# Your assignment
Every line below that has "would" in it should be copied.

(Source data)
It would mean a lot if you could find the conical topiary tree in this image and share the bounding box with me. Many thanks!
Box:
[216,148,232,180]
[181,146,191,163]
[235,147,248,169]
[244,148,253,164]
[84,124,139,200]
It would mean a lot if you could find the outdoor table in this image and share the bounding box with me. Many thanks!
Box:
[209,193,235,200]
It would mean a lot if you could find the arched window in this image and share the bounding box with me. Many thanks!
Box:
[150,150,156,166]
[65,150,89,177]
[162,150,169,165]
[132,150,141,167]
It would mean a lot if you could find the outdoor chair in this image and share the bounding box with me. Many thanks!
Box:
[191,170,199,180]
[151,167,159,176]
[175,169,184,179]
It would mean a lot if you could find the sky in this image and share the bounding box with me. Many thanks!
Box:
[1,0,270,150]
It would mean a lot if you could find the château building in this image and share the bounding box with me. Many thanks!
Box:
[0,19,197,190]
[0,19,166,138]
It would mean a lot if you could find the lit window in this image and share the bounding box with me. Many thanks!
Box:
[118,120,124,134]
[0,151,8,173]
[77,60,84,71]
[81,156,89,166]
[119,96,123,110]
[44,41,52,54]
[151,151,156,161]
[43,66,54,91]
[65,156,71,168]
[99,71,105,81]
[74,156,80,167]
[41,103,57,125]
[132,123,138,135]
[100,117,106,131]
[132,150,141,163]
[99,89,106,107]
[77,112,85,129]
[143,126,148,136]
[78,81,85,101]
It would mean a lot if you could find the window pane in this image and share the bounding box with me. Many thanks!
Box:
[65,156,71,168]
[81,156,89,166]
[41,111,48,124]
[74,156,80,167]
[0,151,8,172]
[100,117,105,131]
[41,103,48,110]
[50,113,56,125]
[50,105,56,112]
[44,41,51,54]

# Output for this task
It would mean a lot if you could find the conical topiary tree in this image and share the bounding box with me. Many thanks!
It would mean a lot if you could find the outdoor table in this image and share the bounding box with me. Many thanks!
It would mean a lot if you could find the arched window in this image and share the bounding box with me. Many thanks!
It would mean a lot if you could find the outdoor chair in this image and share the bounding box with me. Many thanks!
It would mean a lot if you could find the sky in this image and share the bounding box with me. Many thanks!
It would mean a lot if you could find the château building in this image and share the bounding box with me. Many thanks!
It would mean a lot if you could find the lit window in this image and share the bounding box with me. Many thanks!
It would mean a lot if you could find the window pane in this image and share the bounding box with me. Many thanks!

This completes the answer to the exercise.